**Task goal**:
Lines holding the string "Example" are the ones to copy; find them all in the data.

**Input data**:

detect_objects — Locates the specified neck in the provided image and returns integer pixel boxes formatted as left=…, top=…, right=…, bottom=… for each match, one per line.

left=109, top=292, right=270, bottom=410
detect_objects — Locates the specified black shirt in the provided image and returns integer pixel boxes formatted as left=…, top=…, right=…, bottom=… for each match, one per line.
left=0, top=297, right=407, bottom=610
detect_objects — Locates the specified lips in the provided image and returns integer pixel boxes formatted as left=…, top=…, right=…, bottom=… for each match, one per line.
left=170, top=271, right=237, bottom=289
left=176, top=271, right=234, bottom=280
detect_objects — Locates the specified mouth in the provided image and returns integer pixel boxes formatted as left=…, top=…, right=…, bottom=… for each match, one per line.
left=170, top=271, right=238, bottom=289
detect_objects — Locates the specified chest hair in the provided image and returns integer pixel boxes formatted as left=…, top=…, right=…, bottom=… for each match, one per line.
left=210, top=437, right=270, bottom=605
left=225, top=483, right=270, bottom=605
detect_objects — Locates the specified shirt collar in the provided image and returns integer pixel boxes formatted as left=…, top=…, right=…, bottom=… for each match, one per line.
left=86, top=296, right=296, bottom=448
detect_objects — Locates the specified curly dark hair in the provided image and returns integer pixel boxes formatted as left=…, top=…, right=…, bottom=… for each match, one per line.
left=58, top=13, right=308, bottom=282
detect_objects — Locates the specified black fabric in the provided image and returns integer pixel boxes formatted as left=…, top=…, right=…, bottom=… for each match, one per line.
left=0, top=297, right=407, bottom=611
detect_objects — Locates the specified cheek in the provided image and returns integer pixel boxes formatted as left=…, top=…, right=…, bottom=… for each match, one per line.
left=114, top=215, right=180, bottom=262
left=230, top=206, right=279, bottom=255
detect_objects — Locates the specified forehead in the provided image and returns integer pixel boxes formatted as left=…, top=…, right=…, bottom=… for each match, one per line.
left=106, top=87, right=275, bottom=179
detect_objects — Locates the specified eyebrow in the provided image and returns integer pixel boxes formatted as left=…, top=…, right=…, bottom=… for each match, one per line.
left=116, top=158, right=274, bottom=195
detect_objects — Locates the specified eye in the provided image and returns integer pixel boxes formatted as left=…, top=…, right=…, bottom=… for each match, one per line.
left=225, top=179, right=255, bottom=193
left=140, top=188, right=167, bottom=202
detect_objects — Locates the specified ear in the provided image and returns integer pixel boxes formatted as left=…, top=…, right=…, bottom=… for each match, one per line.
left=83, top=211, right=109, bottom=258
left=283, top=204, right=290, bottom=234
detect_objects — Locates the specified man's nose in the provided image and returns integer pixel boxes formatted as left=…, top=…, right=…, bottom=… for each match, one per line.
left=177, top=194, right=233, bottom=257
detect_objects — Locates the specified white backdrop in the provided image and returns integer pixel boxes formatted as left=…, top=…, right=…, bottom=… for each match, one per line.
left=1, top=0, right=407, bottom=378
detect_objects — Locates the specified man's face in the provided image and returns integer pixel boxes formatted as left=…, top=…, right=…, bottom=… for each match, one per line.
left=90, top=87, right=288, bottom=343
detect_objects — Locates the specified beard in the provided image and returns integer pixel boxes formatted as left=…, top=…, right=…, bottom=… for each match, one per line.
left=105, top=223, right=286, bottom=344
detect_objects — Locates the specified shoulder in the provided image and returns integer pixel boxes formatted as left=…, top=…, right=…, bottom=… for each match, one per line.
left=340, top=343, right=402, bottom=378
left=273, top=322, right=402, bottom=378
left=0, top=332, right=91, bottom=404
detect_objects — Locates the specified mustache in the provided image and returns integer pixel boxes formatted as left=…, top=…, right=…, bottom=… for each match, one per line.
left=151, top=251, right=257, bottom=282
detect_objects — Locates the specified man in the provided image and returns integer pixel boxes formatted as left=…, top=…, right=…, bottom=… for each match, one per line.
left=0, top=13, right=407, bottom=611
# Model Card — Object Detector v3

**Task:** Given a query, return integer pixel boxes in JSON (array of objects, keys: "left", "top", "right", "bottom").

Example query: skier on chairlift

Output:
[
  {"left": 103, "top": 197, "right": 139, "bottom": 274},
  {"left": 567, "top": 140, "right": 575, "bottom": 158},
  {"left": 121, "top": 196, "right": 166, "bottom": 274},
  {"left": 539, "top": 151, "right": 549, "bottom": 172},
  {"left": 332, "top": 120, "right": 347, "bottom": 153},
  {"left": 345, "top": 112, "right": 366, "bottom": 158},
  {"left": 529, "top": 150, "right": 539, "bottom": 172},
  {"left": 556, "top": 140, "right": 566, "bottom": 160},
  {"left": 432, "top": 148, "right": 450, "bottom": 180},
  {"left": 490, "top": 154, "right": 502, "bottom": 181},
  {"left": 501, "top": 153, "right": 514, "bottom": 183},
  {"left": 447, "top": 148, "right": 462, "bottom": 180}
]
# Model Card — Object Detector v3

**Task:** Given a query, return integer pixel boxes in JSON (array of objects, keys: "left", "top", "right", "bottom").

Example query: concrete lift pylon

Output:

**Answer space**:
Example query: skier on chairlift
Example query: concrete lift pylon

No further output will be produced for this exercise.